• **What is asked**:
Retype the records below word for word, beginning at the line that contains "Locate the white building" and continuing through the last line of the records.
#### Dataset records
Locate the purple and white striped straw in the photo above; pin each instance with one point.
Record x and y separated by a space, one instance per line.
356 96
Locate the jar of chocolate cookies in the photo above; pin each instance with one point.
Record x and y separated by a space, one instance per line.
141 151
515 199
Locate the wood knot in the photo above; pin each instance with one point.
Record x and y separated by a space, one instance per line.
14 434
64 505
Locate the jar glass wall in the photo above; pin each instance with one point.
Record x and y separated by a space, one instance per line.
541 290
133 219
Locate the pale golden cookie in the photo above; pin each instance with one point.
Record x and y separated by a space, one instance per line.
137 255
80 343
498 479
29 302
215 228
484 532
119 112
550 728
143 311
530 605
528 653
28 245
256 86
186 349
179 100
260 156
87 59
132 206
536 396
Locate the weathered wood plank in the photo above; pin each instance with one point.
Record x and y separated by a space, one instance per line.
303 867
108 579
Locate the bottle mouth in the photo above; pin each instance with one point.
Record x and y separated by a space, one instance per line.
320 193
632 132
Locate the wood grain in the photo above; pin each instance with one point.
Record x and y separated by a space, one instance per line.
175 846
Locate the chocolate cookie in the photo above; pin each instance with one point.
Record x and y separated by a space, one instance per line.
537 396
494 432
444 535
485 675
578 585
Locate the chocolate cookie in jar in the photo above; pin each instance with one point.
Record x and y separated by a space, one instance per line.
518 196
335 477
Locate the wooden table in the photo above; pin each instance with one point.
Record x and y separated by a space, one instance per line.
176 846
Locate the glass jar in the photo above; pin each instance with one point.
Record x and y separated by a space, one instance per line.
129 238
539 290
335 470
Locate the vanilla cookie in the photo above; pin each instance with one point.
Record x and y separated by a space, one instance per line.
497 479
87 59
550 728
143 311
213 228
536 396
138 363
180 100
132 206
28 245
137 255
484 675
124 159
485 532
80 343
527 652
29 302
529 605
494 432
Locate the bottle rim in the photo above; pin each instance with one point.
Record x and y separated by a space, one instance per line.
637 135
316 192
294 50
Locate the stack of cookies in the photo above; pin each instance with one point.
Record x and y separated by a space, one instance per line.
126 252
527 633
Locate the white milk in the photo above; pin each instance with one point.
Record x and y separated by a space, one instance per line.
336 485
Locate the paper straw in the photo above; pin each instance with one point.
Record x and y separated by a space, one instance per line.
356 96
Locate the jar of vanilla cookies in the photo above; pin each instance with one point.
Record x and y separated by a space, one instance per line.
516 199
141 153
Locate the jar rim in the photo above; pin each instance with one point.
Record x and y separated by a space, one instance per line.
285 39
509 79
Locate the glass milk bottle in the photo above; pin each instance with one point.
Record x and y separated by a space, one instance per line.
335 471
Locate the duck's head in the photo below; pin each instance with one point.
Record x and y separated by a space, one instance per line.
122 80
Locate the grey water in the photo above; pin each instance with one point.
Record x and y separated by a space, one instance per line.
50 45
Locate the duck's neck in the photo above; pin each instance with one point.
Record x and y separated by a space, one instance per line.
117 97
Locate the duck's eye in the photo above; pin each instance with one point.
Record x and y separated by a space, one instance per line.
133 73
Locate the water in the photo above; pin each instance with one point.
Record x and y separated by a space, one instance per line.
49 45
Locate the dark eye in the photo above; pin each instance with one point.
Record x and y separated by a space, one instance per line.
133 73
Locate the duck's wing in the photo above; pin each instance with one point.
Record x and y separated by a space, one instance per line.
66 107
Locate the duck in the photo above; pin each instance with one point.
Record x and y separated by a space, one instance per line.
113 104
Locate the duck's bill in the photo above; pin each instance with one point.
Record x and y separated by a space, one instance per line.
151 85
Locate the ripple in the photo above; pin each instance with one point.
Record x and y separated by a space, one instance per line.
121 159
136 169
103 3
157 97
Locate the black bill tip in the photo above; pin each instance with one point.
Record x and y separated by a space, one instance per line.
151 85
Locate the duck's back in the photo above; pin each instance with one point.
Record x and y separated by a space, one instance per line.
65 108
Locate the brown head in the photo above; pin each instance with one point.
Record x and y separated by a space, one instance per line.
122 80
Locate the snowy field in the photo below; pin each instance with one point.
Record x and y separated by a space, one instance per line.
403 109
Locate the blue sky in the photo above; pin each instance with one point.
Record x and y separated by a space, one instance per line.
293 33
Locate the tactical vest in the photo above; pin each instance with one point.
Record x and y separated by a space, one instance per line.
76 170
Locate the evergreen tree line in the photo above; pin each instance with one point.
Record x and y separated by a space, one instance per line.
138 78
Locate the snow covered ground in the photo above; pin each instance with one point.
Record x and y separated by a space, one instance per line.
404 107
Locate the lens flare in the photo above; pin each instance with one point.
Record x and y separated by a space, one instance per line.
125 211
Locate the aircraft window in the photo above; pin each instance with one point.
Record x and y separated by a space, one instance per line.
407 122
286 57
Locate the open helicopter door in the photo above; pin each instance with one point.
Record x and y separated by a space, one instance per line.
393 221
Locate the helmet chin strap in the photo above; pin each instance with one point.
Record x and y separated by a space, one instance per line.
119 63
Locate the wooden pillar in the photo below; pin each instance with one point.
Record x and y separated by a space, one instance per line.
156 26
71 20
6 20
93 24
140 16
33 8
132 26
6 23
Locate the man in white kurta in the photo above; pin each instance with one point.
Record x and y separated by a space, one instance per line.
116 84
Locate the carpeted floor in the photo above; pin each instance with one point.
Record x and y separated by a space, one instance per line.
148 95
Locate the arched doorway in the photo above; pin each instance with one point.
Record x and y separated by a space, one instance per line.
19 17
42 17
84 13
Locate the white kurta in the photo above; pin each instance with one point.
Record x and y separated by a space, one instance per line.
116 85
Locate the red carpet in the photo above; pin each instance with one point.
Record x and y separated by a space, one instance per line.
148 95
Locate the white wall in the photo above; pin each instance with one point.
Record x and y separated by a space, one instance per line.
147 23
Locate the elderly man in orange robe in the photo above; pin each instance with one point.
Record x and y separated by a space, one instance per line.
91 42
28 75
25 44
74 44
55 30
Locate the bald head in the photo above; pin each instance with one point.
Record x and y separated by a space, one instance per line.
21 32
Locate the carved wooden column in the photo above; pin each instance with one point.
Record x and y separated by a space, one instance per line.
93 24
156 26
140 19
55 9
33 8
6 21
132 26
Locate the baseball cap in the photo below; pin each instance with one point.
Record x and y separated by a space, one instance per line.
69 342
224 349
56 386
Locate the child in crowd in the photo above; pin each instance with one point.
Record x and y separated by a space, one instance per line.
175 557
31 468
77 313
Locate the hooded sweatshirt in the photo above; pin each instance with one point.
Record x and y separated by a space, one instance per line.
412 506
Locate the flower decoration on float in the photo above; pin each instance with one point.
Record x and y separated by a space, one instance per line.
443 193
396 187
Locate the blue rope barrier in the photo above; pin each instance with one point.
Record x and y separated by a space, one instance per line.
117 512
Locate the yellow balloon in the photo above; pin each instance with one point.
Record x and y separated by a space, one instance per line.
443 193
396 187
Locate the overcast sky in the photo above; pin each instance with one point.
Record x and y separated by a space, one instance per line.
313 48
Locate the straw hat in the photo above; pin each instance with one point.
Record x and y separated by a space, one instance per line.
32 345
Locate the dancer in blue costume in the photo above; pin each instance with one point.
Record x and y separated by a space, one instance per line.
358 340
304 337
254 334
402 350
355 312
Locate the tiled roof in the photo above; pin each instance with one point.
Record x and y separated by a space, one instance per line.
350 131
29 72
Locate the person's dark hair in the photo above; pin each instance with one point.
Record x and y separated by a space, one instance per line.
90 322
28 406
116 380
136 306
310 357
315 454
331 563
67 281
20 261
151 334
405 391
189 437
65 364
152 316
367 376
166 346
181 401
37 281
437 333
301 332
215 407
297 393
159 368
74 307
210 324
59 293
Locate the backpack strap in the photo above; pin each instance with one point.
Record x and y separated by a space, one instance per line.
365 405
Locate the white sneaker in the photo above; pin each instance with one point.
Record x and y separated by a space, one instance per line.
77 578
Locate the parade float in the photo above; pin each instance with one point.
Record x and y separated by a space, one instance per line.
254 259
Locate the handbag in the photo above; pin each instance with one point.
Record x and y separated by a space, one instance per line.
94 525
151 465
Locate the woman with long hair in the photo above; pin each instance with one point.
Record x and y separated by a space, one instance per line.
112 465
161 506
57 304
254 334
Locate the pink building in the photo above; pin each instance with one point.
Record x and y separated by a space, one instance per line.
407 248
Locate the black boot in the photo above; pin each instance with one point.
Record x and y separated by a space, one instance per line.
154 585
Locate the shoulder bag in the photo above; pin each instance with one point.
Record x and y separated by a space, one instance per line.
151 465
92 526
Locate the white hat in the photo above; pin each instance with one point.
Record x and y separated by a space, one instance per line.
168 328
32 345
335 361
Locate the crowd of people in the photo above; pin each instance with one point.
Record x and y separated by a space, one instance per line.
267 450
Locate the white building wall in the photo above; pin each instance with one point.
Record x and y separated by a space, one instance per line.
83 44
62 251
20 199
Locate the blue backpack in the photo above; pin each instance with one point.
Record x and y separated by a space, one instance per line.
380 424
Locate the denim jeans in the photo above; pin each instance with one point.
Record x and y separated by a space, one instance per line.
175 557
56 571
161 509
########
• **The solution**:
Locate the white building wall in the photo above; pin each instance with one point.
Record x and y separated by a space, one instance per line.
83 44
62 251
20 199
Locate the blue backpack in the photo above; pin each instance with one point.
Record x and y separated by a space, one instance per line.
380 424
Locate the denim jeans in the photo above; pin each instance with one point.
Record x and y separated by a space, one instance per line.
175 557
56 571
161 509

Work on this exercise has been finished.